Pull every line of the records below verbatim, leaving the pictures out.

________________________

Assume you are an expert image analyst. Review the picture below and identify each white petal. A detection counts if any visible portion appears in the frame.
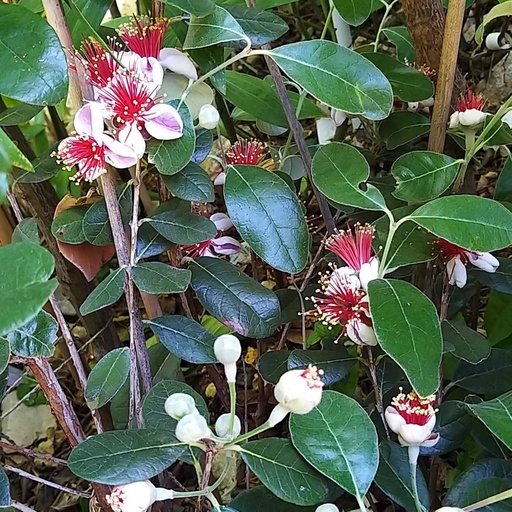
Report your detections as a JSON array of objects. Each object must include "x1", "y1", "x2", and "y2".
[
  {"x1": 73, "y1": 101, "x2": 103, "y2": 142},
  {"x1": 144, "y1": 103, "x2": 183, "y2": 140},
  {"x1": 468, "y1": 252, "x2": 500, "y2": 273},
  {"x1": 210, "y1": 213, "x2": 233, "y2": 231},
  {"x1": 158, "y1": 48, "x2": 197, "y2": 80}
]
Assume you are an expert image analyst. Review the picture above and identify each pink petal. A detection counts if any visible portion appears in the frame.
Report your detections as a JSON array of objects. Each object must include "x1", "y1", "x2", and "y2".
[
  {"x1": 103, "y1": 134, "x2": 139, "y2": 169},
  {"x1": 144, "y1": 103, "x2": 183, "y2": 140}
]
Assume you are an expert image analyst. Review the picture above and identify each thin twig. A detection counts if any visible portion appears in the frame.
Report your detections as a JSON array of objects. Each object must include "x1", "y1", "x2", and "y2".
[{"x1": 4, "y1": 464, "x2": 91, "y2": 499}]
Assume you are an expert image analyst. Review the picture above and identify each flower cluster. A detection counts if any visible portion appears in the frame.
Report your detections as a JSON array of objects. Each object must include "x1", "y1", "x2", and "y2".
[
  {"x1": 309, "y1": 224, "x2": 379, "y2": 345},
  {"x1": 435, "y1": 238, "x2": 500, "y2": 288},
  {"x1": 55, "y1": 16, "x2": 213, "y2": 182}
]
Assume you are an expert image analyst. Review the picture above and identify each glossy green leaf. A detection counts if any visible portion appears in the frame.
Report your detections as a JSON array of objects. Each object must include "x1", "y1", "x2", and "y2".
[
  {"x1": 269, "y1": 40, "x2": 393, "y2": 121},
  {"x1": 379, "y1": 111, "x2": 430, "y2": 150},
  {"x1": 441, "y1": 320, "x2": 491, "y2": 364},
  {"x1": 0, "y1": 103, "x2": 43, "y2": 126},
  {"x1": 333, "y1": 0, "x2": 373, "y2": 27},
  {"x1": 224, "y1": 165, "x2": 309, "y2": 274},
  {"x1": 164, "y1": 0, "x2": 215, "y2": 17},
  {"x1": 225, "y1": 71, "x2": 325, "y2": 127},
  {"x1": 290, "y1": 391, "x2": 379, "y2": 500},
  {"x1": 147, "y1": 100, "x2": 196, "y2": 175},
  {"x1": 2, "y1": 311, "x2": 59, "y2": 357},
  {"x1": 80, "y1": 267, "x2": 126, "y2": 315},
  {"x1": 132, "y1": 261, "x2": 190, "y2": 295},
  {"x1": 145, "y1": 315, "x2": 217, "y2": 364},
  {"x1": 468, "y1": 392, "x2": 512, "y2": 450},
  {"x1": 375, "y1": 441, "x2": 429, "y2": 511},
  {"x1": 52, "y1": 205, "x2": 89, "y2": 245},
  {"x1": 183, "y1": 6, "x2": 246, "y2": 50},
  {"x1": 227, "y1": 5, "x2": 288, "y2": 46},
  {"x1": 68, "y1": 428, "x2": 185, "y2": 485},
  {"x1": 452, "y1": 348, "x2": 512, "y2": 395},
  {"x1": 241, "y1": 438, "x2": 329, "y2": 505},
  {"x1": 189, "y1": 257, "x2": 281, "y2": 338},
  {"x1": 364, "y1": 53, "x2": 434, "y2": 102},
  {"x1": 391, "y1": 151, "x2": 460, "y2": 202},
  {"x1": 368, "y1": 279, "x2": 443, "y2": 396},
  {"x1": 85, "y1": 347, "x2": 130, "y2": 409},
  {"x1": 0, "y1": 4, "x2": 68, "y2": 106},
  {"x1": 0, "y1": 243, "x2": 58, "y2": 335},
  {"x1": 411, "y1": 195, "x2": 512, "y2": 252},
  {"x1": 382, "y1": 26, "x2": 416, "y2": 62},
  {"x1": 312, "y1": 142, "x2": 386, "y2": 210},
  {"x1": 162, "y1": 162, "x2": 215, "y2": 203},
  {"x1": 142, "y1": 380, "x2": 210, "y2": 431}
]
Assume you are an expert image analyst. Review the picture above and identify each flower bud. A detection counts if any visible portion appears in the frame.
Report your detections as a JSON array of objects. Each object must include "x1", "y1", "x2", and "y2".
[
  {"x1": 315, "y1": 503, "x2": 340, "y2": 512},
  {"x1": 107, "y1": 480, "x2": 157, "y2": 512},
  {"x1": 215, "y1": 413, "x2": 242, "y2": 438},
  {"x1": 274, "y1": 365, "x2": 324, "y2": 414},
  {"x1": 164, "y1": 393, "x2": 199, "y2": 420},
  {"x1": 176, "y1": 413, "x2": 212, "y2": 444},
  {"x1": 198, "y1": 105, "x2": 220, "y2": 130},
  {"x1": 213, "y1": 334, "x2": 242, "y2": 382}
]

________________________

◆ **Result for this exercise**:
Assume you are an expert image analyst. Review the picture below and identify each white petal. A detection counts if any visible portion appears in the frame.
Report your detections as a JSON array of objects. Each object must include "x1", "y1", "x2", and "y2".
[
  {"x1": 73, "y1": 101, "x2": 103, "y2": 142},
  {"x1": 144, "y1": 103, "x2": 183, "y2": 140},
  {"x1": 468, "y1": 252, "x2": 500, "y2": 273},
  {"x1": 210, "y1": 213, "x2": 233, "y2": 231},
  {"x1": 158, "y1": 48, "x2": 197, "y2": 80}
]
Assume you are an expert image analyst. Review the picture above and identify each pink petal. A detection counts if any visible portion appears in the frame.
Report your detections as a JSON array of objects. Each object must include "x1", "y1", "x2", and "y2".
[
  {"x1": 103, "y1": 134, "x2": 139, "y2": 169},
  {"x1": 144, "y1": 103, "x2": 183, "y2": 140}
]
Assume you are an expert image analyst. Review the picture above and identify each thin twig. A detection counts if any visible portion appears in the frame.
Report your detections as a JSON array of objects. Each object must include "x1", "y1", "x2", and "y2".
[{"x1": 4, "y1": 464, "x2": 91, "y2": 499}]
Assume you are an expert image analyst. Review the picture above and identify each flower cluster. A detection counts if any visible portion appears in the frame.
Report your detections as a JSON array of objects. Each object must include "x1", "y1", "x2", and "y2".
[
  {"x1": 309, "y1": 224, "x2": 379, "y2": 345},
  {"x1": 435, "y1": 238, "x2": 500, "y2": 288},
  {"x1": 55, "y1": 16, "x2": 213, "y2": 182}
]
Assume you are an expert image analyst. Review the picture above and identify each glossy green leaf. A detection counts if any visible portion appears in the frame.
Report your detections as a JSON array of objects. Each object must include "x1", "y1", "x2", and "y2".
[
  {"x1": 269, "y1": 40, "x2": 393, "y2": 121},
  {"x1": 379, "y1": 111, "x2": 430, "y2": 150},
  {"x1": 441, "y1": 320, "x2": 491, "y2": 364},
  {"x1": 0, "y1": 103, "x2": 43, "y2": 126},
  {"x1": 333, "y1": 0, "x2": 373, "y2": 27},
  {"x1": 224, "y1": 165, "x2": 309, "y2": 274},
  {"x1": 164, "y1": 0, "x2": 215, "y2": 17},
  {"x1": 225, "y1": 71, "x2": 325, "y2": 127},
  {"x1": 290, "y1": 391, "x2": 379, "y2": 500},
  {"x1": 147, "y1": 100, "x2": 196, "y2": 175},
  {"x1": 2, "y1": 311, "x2": 59, "y2": 357},
  {"x1": 80, "y1": 267, "x2": 126, "y2": 315},
  {"x1": 132, "y1": 261, "x2": 190, "y2": 295},
  {"x1": 145, "y1": 315, "x2": 217, "y2": 364},
  {"x1": 468, "y1": 392, "x2": 512, "y2": 450},
  {"x1": 375, "y1": 441, "x2": 429, "y2": 511},
  {"x1": 52, "y1": 205, "x2": 89, "y2": 245},
  {"x1": 183, "y1": 6, "x2": 246, "y2": 50},
  {"x1": 227, "y1": 5, "x2": 288, "y2": 46},
  {"x1": 68, "y1": 428, "x2": 185, "y2": 485},
  {"x1": 452, "y1": 348, "x2": 512, "y2": 395},
  {"x1": 241, "y1": 438, "x2": 329, "y2": 505},
  {"x1": 189, "y1": 257, "x2": 281, "y2": 338},
  {"x1": 364, "y1": 53, "x2": 434, "y2": 102},
  {"x1": 391, "y1": 151, "x2": 460, "y2": 202},
  {"x1": 368, "y1": 279, "x2": 443, "y2": 396},
  {"x1": 85, "y1": 347, "x2": 130, "y2": 409},
  {"x1": 0, "y1": 4, "x2": 68, "y2": 106},
  {"x1": 0, "y1": 243, "x2": 58, "y2": 335},
  {"x1": 411, "y1": 195, "x2": 512, "y2": 252},
  {"x1": 382, "y1": 26, "x2": 416, "y2": 62},
  {"x1": 312, "y1": 142, "x2": 386, "y2": 210},
  {"x1": 162, "y1": 162, "x2": 215, "y2": 203},
  {"x1": 142, "y1": 380, "x2": 210, "y2": 431}
]
Assume you are an expert image analyst. Review the picture above and identify each flower bud. A detection counts if any visible portion appears in the frame.
Report your detections as a JSON array of objects. Each object must include "x1", "y1", "x2", and "y2".
[
  {"x1": 315, "y1": 503, "x2": 340, "y2": 512},
  {"x1": 107, "y1": 480, "x2": 157, "y2": 512},
  {"x1": 215, "y1": 413, "x2": 242, "y2": 438},
  {"x1": 274, "y1": 365, "x2": 324, "y2": 414},
  {"x1": 164, "y1": 393, "x2": 199, "y2": 420},
  {"x1": 176, "y1": 413, "x2": 212, "y2": 444},
  {"x1": 198, "y1": 105, "x2": 220, "y2": 130},
  {"x1": 213, "y1": 334, "x2": 242, "y2": 382}
]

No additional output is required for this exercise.